Extrait du jeu de données -
╔══

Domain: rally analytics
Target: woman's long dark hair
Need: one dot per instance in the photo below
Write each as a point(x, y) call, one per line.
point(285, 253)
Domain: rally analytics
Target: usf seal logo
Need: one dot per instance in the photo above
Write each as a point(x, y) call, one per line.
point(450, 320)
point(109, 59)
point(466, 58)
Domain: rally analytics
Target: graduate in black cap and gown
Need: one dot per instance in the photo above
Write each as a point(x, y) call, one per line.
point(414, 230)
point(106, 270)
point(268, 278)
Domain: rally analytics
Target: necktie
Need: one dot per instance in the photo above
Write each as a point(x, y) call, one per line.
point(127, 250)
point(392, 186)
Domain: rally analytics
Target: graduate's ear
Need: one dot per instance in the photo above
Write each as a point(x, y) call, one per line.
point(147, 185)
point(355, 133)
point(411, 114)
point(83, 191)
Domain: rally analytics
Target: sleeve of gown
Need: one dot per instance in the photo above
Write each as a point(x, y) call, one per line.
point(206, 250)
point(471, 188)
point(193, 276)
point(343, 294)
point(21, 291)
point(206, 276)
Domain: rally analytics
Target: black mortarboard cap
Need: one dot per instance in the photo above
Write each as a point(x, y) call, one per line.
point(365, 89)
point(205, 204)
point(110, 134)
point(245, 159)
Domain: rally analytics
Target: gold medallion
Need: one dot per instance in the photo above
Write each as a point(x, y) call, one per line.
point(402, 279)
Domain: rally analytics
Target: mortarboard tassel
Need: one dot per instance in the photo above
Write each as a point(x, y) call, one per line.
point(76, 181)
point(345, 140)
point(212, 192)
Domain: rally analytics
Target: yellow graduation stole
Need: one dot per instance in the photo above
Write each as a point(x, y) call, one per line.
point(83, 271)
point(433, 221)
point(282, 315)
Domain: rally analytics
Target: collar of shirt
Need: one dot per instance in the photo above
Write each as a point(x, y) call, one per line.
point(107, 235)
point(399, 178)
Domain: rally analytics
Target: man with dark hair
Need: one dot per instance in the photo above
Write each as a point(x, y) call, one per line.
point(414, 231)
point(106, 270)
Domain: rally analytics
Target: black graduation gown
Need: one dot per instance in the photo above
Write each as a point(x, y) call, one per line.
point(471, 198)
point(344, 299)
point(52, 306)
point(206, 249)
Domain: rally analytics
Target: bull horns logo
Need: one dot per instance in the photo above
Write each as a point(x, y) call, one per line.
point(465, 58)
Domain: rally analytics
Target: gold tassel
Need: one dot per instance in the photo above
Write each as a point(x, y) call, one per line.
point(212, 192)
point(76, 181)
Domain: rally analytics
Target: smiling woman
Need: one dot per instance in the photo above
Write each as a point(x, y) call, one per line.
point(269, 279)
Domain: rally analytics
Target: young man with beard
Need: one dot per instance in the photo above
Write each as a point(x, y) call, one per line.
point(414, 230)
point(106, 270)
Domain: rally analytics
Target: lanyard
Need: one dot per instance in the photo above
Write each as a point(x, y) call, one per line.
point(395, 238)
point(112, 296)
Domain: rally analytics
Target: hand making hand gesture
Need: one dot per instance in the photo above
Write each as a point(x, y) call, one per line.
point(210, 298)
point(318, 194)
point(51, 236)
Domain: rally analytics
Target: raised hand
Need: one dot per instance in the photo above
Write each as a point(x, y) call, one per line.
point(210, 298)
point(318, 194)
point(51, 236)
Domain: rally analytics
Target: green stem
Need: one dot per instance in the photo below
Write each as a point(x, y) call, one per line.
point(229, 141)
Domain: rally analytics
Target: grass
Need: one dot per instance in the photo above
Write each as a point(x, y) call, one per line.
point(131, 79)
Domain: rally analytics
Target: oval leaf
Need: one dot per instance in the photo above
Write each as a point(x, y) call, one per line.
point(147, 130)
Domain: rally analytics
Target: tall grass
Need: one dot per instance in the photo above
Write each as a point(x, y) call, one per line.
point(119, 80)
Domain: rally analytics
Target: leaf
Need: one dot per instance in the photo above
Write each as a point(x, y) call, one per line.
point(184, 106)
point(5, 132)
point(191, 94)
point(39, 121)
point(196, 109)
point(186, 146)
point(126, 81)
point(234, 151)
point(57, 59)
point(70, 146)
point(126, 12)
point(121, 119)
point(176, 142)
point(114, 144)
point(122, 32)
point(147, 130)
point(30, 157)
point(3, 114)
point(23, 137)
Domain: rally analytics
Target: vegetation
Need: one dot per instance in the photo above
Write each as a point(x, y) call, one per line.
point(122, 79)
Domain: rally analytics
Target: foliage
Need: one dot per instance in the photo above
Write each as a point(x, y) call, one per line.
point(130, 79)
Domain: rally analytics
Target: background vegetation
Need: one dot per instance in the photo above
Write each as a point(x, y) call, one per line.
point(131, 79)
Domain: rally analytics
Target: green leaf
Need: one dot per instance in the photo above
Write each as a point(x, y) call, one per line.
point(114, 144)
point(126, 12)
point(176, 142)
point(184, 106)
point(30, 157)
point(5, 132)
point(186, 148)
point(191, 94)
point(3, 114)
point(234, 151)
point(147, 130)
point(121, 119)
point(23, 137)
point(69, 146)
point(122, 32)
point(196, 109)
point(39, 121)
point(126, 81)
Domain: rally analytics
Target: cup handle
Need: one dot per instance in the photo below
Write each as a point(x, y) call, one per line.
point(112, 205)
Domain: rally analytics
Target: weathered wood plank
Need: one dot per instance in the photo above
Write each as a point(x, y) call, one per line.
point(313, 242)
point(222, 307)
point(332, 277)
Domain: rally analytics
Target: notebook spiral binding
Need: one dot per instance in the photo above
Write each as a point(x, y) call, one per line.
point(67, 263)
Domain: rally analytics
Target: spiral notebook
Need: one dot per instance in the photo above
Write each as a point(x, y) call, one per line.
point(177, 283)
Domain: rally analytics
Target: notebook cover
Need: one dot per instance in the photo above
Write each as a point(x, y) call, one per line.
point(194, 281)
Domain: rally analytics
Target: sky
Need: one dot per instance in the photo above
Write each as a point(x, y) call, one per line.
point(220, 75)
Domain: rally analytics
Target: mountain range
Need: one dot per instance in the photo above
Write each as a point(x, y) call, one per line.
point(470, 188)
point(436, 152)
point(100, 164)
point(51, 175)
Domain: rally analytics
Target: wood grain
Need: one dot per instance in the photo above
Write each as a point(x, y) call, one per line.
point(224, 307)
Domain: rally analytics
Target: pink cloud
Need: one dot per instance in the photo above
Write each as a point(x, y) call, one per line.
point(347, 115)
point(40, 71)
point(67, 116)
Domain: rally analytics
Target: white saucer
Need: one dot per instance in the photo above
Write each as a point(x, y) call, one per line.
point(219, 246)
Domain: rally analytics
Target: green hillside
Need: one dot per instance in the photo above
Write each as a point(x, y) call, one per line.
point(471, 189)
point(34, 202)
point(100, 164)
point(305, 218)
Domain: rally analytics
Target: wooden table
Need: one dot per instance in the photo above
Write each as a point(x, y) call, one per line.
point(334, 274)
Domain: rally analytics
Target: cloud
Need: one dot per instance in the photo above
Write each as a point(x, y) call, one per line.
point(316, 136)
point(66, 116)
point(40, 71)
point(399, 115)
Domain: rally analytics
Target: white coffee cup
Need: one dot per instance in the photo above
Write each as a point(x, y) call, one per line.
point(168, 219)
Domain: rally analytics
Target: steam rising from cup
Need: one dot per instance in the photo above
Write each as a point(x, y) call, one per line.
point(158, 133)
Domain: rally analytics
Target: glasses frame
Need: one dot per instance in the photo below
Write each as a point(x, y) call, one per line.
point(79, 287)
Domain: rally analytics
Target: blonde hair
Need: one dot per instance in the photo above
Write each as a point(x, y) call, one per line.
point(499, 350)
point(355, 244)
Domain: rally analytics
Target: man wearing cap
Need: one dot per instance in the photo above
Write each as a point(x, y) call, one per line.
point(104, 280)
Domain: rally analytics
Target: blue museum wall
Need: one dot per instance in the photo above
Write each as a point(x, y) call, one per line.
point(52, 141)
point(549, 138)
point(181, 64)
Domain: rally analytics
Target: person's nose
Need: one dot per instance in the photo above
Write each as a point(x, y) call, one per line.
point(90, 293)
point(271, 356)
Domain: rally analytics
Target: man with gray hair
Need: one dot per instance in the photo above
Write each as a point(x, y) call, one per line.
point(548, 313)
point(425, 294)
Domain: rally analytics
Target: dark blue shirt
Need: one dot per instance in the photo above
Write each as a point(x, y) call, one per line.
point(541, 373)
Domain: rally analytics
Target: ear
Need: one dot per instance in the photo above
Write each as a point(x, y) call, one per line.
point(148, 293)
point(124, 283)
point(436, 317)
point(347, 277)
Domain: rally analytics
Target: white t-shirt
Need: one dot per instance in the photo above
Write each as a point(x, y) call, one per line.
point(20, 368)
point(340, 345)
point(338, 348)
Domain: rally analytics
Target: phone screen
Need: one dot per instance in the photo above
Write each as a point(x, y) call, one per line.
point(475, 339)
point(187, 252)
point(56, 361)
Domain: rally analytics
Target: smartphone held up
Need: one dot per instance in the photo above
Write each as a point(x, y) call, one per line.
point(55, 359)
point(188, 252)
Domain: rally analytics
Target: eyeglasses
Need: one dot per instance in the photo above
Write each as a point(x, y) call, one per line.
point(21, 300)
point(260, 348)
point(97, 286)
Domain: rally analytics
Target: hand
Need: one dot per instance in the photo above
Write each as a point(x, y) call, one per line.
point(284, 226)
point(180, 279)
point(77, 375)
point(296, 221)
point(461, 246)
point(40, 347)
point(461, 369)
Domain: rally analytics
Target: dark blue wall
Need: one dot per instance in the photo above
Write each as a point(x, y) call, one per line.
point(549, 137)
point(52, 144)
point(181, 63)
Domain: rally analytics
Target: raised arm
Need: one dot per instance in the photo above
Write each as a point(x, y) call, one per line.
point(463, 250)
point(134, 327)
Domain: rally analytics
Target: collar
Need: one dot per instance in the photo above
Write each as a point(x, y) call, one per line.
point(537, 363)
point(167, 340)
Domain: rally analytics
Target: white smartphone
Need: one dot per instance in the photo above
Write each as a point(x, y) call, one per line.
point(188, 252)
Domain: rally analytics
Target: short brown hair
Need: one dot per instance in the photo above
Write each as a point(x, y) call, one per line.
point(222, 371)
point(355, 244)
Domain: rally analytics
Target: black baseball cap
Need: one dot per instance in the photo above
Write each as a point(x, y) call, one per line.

╚══

Consigne à suivre - Recopiez à l'identique les lignes des enregistrements ci-dessus, depuis la toute première jusqu'à la ligne contenant « point(268, 278) », celle-ci comprise.

Réponse attendue -
Domain: rally analytics
Target: woman's long dark hair
Need: one dot per instance in the photo below
Write each as a point(x, y) call, one per line.
point(285, 253)
Domain: rally analytics
Target: usf seal logo
Need: one dot per instance in the photo above
Write each as a point(x, y) call, one per line.
point(450, 320)
point(109, 59)
point(466, 58)
Domain: rally analytics
Target: graduate in black cap and gown
Need: one dot per instance in the photo above
Write each as a point(x, y) call, one per line.
point(414, 230)
point(106, 270)
point(268, 278)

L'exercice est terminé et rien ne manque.